_RECORDS TO PROCESS_
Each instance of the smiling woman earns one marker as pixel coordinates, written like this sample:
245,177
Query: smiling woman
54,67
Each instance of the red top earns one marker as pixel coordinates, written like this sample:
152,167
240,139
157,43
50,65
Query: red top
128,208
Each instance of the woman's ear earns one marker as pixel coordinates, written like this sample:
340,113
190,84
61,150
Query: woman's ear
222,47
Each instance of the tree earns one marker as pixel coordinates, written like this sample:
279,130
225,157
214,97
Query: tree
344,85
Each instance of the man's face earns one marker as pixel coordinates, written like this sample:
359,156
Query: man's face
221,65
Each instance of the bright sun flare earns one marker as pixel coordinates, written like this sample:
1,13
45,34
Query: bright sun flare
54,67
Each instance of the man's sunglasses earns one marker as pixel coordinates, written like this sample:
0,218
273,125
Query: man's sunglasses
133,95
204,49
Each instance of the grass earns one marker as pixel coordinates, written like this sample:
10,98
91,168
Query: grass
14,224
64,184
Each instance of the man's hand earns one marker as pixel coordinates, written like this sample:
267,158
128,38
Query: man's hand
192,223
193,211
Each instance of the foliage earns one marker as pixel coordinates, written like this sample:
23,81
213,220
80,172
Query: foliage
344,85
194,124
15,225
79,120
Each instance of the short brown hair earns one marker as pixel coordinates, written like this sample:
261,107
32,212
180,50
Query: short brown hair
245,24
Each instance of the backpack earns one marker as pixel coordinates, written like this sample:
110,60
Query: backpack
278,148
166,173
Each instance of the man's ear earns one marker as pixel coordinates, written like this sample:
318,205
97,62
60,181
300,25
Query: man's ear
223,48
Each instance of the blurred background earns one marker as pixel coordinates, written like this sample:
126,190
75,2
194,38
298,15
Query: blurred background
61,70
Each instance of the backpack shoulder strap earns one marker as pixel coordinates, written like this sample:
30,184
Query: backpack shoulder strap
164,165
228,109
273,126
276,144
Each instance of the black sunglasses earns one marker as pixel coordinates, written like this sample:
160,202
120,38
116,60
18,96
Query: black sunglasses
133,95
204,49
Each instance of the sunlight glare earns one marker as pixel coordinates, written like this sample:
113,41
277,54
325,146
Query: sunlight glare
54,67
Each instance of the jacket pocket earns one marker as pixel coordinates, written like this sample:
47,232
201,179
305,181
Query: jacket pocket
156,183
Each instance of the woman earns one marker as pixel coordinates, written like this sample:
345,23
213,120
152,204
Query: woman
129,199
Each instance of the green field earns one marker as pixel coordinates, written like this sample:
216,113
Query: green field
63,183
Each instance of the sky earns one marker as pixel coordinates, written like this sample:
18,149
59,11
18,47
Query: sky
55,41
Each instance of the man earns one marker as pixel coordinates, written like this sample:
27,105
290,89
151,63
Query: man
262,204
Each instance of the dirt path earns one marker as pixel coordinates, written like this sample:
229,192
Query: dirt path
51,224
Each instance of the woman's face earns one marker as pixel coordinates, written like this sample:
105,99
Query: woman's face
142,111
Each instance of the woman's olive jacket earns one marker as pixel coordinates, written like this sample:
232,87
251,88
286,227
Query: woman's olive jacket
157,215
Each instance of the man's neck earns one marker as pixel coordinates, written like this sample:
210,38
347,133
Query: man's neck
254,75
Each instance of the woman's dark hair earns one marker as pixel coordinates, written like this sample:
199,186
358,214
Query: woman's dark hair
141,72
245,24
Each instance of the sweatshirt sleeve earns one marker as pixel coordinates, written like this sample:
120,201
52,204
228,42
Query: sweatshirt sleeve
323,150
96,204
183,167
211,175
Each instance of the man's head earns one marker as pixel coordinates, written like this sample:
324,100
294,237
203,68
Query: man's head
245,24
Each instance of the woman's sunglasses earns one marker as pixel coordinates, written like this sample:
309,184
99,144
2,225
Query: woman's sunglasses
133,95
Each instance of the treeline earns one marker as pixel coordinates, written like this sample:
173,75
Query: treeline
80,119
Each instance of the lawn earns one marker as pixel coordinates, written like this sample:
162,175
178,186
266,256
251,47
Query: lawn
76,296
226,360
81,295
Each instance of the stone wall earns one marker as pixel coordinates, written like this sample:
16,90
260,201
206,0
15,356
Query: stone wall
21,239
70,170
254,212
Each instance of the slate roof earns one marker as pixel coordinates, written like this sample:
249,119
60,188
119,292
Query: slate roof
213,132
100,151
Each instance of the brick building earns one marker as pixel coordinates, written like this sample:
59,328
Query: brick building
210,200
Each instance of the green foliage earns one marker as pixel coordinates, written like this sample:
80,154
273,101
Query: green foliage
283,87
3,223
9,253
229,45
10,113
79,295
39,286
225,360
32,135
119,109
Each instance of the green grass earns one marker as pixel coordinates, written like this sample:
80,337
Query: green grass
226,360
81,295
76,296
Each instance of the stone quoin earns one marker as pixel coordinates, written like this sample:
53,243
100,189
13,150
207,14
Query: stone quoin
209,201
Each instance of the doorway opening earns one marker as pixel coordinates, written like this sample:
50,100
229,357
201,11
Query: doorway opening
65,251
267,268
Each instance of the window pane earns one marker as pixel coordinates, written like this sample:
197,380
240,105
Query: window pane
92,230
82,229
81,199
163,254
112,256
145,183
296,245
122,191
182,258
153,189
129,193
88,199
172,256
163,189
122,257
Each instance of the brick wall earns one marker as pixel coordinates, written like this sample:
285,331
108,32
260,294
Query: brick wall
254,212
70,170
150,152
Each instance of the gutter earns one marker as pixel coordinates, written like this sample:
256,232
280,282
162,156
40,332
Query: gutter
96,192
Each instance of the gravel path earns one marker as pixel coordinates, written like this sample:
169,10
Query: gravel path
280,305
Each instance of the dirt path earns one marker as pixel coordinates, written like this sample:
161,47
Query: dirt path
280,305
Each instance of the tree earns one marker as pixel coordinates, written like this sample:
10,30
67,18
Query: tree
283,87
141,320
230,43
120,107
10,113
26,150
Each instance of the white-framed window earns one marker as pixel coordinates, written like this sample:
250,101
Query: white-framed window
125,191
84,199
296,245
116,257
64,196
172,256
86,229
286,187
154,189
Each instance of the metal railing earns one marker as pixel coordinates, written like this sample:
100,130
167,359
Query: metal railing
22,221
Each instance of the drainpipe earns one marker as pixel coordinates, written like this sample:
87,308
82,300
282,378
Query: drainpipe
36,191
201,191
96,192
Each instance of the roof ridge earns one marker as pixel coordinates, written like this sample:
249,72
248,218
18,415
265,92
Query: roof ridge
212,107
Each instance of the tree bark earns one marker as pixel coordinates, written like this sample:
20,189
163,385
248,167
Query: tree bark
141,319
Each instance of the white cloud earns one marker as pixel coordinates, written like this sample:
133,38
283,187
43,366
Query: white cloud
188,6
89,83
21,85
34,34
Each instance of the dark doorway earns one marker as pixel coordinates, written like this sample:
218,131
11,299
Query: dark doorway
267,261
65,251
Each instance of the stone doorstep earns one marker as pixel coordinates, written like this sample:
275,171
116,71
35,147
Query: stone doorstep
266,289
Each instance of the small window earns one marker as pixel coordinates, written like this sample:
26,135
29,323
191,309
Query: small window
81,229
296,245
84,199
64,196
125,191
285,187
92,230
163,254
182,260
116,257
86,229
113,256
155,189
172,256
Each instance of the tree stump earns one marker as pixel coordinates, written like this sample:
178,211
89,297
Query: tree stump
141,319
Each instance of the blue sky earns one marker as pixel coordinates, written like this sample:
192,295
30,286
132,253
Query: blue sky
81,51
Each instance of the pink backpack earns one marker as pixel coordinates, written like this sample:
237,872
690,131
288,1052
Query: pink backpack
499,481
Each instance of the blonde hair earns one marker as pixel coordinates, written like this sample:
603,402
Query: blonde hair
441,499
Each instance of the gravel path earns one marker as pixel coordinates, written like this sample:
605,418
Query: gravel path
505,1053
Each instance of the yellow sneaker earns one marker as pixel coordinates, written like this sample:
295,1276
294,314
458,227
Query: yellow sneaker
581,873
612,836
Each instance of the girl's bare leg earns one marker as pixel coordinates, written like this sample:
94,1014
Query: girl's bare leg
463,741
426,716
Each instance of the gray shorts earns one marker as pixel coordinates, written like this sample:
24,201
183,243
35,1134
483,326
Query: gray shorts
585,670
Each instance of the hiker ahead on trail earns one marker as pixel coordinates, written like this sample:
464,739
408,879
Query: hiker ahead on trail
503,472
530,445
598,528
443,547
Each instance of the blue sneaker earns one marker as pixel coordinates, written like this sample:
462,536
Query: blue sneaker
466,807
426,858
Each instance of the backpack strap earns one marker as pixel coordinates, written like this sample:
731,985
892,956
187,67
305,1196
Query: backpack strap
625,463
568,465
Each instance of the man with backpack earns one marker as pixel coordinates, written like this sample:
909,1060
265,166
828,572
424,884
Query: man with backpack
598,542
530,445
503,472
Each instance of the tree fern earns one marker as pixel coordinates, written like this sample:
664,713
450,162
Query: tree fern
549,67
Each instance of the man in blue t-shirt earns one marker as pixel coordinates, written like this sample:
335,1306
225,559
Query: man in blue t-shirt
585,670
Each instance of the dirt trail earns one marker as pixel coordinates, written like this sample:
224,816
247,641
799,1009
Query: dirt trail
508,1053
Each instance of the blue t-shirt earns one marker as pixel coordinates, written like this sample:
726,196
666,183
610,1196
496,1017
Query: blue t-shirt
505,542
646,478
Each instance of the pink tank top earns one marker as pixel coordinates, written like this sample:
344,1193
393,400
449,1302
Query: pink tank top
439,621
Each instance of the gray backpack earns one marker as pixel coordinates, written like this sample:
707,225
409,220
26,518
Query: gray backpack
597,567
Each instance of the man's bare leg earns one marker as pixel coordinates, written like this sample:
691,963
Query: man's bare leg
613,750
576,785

_REQUEST_
What are the lines from the one with "Each instance of the hiker" through the last line of the records above? Quote them exactly and add nothing.

_SOLUTION TO THIS TASK_
Each instance of the hiker ahead on trail earns one marker as pixel coordinates, written like this sample:
464,739
408,879
Query: hiker ahead on trail
503,472
530,445
598,528
443,547
Each instance of the blue sneaker earns one marker as pixel coordinates, written like this sample:
462,536
Query: blue sneaker
466,807
426,858
Each instance of the backpack strap earns one marker as pixel coordinates, written like this sample:
731,985
892,956
187,67
305,1196
Query: backpack strap
625,463
568,465
Each instance of the man with backpack earns one marker as pixel coordinates, written like this sample:
909,1060
265,166
828,572
424,884
Query: man with backpack
598,542
530,445
503,472
Each instance of the tree fern earns one marker as pixel coordinates, written like this sample:
664,713
450,162
Query: tree fern
549,67
Each instance of the man in blue t-shirt earns one marker as pixel coordinates, written like this sample:
335,1306
225,559
Query: man in blue t-shirt
585,670
Each instance of the dirt trail earns one marker as pixel coordinates, written like this sample:
224,816
247,641
799,1009
Query: dirt trail
508,1053
Each instance of the blue t-shirt earns one marker as pixel coordinates, written like this sample:
726,196
666,183
610,1196
496,1017
Query: blue t-shirt
505,542
646,478
Each instance of the pink tank top earns one marker as pixel coordinates, written like this sample:
344,1193
393,400
449,1302
Query: pink tank top
439,621
Each instance of the gray backpack earns one marker as pixel coordinates, written like this sample:
707,225
409,220
26,518
Query: gray backpack
597,567
Each instance of the man's bare leg earns one marker as pixel coordinates, written like this sample:
691,963
Query: man's bare leg
613,750
576,785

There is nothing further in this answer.